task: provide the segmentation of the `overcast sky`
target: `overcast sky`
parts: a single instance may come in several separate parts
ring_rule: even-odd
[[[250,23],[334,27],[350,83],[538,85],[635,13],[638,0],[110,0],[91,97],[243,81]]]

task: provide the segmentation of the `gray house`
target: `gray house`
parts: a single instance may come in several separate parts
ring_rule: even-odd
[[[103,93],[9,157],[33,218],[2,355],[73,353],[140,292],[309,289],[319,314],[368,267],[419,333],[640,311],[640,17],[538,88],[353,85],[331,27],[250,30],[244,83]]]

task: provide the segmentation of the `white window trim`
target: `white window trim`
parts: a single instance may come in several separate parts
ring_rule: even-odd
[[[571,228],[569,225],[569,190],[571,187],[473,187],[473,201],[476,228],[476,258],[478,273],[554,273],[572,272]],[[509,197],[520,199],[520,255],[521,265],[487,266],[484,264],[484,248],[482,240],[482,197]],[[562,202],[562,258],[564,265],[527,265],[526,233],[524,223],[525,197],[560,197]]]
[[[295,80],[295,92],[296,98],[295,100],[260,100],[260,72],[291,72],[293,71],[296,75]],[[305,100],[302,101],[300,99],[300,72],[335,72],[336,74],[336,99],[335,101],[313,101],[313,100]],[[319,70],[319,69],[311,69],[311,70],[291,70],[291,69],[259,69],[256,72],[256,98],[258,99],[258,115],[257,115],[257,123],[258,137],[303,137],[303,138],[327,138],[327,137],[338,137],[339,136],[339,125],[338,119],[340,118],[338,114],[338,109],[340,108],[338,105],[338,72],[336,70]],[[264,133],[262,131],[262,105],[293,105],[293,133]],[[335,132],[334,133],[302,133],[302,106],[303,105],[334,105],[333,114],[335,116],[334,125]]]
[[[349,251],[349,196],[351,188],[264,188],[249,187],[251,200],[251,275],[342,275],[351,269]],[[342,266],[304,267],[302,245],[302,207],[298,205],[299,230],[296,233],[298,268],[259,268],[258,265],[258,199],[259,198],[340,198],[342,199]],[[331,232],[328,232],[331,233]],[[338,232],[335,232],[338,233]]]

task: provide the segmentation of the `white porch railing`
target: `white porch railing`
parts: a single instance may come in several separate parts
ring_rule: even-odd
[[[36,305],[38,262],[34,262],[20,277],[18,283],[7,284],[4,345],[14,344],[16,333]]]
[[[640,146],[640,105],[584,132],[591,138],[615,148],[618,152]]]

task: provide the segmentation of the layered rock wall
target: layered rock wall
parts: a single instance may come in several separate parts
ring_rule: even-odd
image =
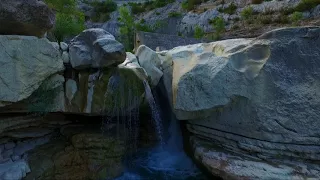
+++++
### Task to complete
Select the lines from the entries that include the word "wall".

### Solution to this exercise
task: provide the segmentation of the layered rock wall
target: layered rock wall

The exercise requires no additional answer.